**Try it:** Collect every line from the entries below that contains the string "before" and copy each one in full.

=== Begin Enclosure ===

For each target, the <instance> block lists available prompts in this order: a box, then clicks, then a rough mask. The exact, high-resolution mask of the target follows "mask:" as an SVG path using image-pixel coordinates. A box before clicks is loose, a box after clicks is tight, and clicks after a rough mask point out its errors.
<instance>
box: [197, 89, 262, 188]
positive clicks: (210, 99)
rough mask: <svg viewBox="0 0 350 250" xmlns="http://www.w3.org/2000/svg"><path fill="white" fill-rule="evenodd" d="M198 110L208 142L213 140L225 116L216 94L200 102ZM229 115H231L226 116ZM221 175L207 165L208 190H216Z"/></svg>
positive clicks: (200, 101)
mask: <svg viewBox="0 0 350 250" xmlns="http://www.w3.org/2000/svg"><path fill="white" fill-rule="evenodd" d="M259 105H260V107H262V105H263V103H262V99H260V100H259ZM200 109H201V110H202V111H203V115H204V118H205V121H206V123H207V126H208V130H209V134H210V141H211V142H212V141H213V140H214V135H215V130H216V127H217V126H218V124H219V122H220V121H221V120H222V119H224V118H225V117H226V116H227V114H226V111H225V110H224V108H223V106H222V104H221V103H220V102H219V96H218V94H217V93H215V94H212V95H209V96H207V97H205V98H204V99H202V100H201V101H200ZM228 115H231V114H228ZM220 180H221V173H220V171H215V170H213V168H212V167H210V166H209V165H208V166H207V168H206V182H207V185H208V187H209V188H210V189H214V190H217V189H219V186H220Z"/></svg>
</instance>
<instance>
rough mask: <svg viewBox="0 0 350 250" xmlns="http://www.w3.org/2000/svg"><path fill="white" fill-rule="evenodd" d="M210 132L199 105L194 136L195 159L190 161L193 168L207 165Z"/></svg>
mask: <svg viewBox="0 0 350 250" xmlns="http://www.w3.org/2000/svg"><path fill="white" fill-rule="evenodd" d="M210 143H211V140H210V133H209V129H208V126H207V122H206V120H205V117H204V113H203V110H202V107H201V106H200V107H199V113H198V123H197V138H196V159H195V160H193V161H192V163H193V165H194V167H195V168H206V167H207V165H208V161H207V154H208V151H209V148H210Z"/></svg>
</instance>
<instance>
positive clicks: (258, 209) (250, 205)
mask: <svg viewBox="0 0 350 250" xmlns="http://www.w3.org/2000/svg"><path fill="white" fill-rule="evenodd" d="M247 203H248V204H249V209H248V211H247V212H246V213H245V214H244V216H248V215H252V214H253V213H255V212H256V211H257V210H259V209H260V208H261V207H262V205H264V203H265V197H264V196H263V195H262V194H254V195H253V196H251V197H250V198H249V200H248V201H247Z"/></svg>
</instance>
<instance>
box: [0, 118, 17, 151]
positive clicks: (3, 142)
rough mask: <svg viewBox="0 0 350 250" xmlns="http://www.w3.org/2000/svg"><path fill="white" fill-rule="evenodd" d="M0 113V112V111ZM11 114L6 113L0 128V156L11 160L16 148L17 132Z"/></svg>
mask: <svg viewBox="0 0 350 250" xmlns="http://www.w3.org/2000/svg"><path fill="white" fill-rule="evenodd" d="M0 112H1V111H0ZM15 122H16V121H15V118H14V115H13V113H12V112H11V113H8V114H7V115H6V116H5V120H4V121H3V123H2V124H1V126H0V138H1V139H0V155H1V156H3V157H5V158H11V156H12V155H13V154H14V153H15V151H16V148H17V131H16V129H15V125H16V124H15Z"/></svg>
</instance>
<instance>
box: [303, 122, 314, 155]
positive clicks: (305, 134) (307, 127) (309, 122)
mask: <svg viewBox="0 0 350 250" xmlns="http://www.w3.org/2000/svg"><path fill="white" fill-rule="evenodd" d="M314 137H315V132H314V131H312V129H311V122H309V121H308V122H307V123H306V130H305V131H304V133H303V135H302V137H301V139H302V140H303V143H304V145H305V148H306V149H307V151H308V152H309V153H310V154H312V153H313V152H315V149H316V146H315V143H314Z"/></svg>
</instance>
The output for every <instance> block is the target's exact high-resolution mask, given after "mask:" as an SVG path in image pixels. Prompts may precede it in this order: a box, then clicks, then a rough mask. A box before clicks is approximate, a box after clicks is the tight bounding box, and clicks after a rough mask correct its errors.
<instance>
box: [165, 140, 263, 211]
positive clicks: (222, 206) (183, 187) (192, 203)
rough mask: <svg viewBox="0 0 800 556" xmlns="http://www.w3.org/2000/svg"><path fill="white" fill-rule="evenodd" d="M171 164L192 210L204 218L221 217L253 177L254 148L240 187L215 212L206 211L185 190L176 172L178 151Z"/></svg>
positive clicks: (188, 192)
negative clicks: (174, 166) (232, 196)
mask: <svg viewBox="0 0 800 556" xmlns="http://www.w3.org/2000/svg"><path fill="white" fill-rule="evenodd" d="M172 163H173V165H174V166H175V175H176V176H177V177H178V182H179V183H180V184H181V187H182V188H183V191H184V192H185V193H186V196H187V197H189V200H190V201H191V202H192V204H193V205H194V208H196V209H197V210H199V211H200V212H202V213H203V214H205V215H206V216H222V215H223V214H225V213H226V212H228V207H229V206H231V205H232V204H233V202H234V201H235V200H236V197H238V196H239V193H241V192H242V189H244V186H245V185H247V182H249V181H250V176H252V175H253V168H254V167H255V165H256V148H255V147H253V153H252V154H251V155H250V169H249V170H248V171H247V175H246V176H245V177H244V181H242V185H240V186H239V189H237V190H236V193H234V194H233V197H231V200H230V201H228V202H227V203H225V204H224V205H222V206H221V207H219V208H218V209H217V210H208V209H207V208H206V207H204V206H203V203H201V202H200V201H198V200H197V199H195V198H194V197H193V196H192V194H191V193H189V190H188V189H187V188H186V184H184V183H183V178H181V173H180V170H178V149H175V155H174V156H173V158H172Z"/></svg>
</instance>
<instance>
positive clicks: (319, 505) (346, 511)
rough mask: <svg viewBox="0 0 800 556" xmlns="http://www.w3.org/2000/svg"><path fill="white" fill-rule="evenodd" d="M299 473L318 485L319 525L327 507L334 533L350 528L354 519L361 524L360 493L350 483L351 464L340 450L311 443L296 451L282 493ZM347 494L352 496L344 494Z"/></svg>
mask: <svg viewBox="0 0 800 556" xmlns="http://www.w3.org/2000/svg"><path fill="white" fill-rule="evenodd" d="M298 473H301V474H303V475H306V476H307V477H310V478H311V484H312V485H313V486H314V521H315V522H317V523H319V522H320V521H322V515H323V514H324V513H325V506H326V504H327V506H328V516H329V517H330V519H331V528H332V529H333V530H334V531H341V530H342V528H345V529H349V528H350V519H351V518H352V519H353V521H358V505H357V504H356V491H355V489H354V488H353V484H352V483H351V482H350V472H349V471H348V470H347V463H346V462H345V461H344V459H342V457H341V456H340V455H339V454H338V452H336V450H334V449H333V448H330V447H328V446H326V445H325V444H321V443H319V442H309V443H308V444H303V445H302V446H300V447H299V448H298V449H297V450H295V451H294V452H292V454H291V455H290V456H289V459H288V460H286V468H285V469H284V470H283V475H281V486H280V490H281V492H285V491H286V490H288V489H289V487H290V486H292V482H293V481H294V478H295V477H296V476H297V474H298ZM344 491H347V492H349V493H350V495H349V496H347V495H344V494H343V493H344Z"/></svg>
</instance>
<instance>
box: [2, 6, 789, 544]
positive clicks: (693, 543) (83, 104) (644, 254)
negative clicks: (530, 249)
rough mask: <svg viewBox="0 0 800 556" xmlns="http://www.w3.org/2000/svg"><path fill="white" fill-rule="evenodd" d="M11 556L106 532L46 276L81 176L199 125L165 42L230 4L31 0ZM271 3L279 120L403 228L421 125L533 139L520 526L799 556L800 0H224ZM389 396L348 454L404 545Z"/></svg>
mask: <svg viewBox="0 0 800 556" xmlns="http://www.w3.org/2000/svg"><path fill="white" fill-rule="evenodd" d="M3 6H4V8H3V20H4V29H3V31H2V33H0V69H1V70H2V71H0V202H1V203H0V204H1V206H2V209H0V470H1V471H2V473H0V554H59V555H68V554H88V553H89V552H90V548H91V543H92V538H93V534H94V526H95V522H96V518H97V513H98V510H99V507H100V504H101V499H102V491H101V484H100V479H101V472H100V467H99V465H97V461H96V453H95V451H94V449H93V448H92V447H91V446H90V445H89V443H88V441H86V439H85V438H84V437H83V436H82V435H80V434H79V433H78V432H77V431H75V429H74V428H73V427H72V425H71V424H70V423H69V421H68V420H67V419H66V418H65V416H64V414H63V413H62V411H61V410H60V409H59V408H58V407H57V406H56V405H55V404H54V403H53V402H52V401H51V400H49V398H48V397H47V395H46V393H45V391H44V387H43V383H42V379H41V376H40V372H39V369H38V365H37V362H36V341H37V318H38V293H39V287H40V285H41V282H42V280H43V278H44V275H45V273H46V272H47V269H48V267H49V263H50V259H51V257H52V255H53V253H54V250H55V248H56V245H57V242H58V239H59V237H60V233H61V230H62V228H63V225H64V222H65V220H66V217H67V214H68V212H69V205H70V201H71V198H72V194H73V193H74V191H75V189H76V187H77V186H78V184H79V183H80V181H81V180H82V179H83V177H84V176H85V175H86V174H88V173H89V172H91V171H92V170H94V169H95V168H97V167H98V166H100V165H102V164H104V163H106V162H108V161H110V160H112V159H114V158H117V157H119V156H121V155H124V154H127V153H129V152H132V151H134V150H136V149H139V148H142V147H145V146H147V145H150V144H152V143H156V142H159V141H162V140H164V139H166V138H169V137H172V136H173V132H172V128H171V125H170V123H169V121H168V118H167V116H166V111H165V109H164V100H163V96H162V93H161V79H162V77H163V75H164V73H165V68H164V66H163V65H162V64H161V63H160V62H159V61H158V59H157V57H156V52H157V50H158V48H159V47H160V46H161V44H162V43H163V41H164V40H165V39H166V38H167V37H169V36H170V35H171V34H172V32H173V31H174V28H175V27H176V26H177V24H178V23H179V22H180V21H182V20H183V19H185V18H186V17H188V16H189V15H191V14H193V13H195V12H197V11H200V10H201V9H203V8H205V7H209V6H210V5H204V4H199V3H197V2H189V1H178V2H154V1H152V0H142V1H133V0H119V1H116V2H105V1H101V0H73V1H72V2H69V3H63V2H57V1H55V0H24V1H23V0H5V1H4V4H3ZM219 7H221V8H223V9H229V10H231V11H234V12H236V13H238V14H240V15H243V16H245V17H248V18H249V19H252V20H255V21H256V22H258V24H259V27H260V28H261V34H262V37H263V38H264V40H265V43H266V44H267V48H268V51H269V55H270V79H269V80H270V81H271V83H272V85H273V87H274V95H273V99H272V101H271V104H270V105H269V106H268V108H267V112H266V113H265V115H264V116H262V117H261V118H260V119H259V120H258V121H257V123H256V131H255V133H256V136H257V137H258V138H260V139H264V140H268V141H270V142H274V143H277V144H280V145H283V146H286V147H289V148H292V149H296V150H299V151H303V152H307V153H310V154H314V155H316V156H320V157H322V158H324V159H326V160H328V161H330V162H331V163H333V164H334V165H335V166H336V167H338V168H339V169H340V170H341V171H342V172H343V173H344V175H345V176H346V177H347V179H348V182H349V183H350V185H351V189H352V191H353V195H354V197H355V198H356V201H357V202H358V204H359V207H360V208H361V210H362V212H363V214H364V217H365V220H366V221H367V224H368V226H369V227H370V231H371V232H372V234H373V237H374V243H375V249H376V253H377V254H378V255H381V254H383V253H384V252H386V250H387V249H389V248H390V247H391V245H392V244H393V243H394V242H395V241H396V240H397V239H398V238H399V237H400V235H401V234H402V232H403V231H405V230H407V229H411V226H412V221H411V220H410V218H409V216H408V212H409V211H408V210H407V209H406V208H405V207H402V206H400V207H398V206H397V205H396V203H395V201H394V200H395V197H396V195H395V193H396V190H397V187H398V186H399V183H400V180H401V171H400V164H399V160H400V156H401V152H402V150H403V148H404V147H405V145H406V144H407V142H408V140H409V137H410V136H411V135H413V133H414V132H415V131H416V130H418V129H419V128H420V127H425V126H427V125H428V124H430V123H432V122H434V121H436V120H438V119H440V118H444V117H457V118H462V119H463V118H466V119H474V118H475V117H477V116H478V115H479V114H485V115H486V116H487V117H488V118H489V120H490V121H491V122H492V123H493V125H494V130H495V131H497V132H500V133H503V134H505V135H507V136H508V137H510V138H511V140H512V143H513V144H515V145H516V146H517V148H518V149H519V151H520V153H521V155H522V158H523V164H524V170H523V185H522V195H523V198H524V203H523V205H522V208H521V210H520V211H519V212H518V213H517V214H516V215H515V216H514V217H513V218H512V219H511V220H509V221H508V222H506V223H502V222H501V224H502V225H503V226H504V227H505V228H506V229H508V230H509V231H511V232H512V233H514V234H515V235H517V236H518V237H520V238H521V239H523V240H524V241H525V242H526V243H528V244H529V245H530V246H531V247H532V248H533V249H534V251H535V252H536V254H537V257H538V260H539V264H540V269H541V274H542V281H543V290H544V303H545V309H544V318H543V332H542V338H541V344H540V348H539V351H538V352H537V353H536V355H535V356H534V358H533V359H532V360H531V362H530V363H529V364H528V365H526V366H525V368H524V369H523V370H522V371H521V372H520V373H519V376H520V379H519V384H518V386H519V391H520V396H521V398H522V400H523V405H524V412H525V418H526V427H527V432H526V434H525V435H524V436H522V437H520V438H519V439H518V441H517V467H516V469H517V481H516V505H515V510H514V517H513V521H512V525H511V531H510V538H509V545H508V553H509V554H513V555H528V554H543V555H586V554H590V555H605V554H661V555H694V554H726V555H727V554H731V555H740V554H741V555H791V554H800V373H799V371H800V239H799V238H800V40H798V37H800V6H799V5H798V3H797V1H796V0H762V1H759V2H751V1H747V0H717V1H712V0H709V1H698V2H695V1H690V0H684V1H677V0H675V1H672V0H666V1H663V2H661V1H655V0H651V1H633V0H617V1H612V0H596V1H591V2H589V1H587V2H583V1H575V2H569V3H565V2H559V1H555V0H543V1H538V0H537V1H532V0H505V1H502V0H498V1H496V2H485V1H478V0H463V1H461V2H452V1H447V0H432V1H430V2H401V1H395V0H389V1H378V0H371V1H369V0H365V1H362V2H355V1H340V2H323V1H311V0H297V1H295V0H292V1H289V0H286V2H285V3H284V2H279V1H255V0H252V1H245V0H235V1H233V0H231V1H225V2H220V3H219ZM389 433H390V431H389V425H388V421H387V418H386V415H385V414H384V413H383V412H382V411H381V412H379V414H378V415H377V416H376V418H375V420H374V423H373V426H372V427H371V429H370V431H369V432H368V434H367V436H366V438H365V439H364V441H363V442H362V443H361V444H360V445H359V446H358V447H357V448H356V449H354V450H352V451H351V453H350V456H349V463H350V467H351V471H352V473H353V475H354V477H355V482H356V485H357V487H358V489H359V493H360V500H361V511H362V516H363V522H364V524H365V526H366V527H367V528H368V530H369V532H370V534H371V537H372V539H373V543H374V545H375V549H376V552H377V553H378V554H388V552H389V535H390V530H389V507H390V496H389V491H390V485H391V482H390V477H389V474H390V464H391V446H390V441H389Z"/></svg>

=== End Enclosure ===

**Exercise output:**
For each target, the <instance> block lists available prompts in this order: a box, then clicks, then a rough mask. The exact, high-resolution mask of the target follows "mask:" as an SVG path using image-pixel coordinates. A box before clicks is loose, a box after clicks is tight, and clicks after a rough mask point out its errors.
The output for every <instance> block is the target's exact high-resolution mask, given after "mask:" as an SVG path in image pixels. Prompts may precede it in this order: a box, then clicks, then a rough mask. A box before clicks is approximate, a box after clicks is the tight bounding box, and clicks after a rough mask correct its errors.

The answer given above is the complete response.